++++ Text section
In [10]:
from transformers import AutoTokenizer, AutoModelForSequenceClassification, Trainer, TrainingArguments
from datasets import load_dataset
import torch # pytorch

torch.cuda.is_available() # i am running torch on cuda

True

We use the imbd dataset for sentiment classification. It already has labels (1 for positive, 0 for negative sentiment).
- See it here: https://huggingface.co/datasets/stanfordnlp/imdb

In [11]:
dataset = load_dataset("imdb")
train_data = dataset['train'].shuffle(seed=42).select(range(2000))  # Limit for faster execution
test_data = dataset['test'].shuffle(seed=42).select(range(500))

In [12]:
model_name = "distilbert-base-uncased" # model name from huggingface repo
tokenizer = AutoTokenizer.from_pretrained(model_name) # load the tokenizer model
model = AutoModelForSequenceClassification.from_pretrained(model_name, num_labels=2) # load the model itself

Some weights of DistilBertForSequenceClassification were not initialized from the model checkpoint at distilbert-base-uncased and are newly initialized: ['classifier.bias', 'classifier.weight', 'pre_classifier.bias', 'pre_classifier.weight']
You should probably TRAIN this model on a down-stream task to be able to use it for predictions and inference.


Note: the above warning is normal. What is happening here is that we are taking the distilbert model, which is just a (smaller) bert model whose final layer is the last encoding layer (no linear layer). Hence, this model just computes vector embeddings for the tokens in a sequence. Then, with AutoModelForSequenceClassification we are putting a linear head on top to take the tokens, mean pool them, and classify the resulting vector into "positive" or "negative".

We can visualize this model (using an [onnx](https://onnx.ai/) version) using [netron](https://github.com/lutzroeder/netron): see [here](https://netron.app/?url=https://huggingface.co/onnxport/distilbert-base-uncased-onnx/blob/main/model.onnx).

Note how the last node (the output) is named "last_hidden_layer". If you click on it you see that the dimension of the layer is: (batch_size, sequence_length, 764).
++++++++
++++ Supplied information
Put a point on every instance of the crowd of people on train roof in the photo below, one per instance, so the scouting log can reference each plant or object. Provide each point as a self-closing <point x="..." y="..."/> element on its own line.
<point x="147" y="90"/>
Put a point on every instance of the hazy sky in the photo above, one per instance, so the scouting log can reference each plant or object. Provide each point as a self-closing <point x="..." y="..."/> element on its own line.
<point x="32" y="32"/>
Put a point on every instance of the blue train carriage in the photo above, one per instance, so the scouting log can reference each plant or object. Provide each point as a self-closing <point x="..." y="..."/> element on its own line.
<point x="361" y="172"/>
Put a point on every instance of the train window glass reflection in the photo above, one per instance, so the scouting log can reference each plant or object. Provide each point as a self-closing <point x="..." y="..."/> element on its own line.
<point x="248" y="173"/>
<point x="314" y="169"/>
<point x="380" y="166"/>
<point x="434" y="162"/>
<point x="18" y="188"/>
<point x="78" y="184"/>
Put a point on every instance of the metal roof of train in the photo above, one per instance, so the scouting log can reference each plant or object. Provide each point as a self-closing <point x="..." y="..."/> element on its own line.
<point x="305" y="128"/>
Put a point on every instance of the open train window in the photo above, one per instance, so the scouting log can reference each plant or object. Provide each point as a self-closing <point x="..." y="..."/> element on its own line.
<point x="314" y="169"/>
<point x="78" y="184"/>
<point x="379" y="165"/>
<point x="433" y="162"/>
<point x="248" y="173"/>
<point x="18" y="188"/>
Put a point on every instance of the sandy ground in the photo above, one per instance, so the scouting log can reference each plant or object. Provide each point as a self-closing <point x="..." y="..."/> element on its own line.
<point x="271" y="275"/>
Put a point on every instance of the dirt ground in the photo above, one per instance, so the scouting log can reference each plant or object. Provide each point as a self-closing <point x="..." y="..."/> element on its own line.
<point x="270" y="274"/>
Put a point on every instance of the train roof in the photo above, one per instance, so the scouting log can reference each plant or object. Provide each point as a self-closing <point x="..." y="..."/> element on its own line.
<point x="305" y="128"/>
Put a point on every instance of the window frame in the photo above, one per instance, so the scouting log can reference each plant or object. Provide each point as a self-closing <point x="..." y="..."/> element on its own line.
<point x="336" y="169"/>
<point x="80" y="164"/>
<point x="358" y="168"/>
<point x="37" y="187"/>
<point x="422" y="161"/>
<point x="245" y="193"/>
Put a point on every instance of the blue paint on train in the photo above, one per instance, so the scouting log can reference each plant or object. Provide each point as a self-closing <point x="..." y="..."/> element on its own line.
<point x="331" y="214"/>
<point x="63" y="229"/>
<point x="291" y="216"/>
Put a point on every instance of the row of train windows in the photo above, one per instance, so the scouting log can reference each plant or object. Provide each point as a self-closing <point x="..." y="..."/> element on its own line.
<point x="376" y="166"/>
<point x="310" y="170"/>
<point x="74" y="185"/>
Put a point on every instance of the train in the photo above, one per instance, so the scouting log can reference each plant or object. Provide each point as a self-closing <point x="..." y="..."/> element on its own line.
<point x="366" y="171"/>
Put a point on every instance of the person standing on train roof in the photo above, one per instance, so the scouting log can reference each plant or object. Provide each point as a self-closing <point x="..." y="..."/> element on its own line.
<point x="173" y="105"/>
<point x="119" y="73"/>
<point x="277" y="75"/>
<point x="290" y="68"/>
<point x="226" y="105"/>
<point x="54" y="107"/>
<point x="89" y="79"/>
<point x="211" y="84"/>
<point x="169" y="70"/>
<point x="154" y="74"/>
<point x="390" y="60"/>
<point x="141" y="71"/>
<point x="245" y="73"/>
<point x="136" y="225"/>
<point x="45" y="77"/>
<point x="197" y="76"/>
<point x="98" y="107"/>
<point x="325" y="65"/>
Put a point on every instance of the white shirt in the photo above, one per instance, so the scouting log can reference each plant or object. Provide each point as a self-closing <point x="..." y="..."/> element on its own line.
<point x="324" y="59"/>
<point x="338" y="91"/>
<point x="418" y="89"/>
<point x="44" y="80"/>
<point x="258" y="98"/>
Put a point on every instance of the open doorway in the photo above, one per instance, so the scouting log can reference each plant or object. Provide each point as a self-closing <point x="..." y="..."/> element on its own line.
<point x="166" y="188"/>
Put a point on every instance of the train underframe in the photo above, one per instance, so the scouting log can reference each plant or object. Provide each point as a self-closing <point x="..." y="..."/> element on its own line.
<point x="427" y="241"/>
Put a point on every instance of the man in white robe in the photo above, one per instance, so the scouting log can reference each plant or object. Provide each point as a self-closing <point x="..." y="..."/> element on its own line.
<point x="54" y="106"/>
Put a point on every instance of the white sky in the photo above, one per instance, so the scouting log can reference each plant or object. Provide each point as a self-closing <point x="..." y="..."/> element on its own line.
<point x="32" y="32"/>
++++++++
• [Objective]:
Extend the DistilBERT sentiment-classification notebook above, starting right after its last sentence.

• [Result of this exercise]:
- Batch size is the size of the batch that passed through the model
- Sequence length is the max number of tokens in the batch
- 764 is the size of the token embeddings

We can use onnx to export the model we just initialized and if we visualize it in netron we see that a linear head has been added on top:

In [13]:
inputs = tokenizer("This is a sample input for ONNX export.", return_tensors="pt")

device = torch.device("cuda" if torch.cuda.is_available() else "cpu")
model.to(device)

torch.onnx.export(
    model,                                          # Model to export
    (inputs["input_ids"].cuda(), inputs["attention_mask"].cuda()), # Input example (tuple)
    "distilbert_model_binary_classification.onnx",                         # Path to save ONNX model
    input_names=["input_ids", "attention_mask"],     # Names for the inputs
    output_names=["output"],                         # Names for the outputs
    dynamic_axes={                                   # Dynamic axes for variable sequence lengths
        "input_ids": {0: "batch_size", 1: "sequence_length"},
        "attention_mask": {0: "batch_size", 1: "sequence_length"},
        "output": {0: "batch_size"}
    },
    opset_version=14                                # ONNX opset version
)

Let's now train the transformer model using the transformers library Trainer.

In [14]:
def tokenize(batch):
    return tokenizer(batch["text"], padding=True, truncation=True)

train_data = train_data.map(tokenize, batched=True)
test_data = test_data.map(tokenize, batched=True)

In [15]:
train_data[0].keys()

dict_keys(['text', 'label', 'input_ids', 'attention_mask'])

input_ids is the list of token ids in the input text, and attention_mask is the attention mask vector.

In [16]:
training_args = TrainingArguments(
    output_dir="./results",
    evaluation_strategy="epoch",
    num_train_epochs=2,
    per_device_train_batch_size=8,
    per_device_eval_batch_size=8,
    logging_dir="./logs",
)

trainer = Trainer(
    model=model,
    args=training_args,
    train_dataset=train_data,
    eval_dataset=test_data,
)



Let's train the transformer. This will take a bit (note: if you are running on gpu, you can use `nvidia-smi` to monitor gpu utilization).

In [17]:
trainer.train()
trainer.evaluate()

Epoch,Training Loss,Validation Loss
1,No log,0.311137
2,0.279300,0.465389


{'eval_loss': 0.46538928151130676,
 'eval_runtime': 9.4743,
 'eval_samples_per_second': 52.775,
 'eval_steps_per_second': 6.65,
 'epoch': 2.0}

Note: the above is training the transformer model and updating all the model parameters with backpropagation:

In [18]:
for name, param in model.named_parameters():
    print(f"Parameter name: {name} | Shape: {param.shape} | Requires grad: {param.requires_grad}")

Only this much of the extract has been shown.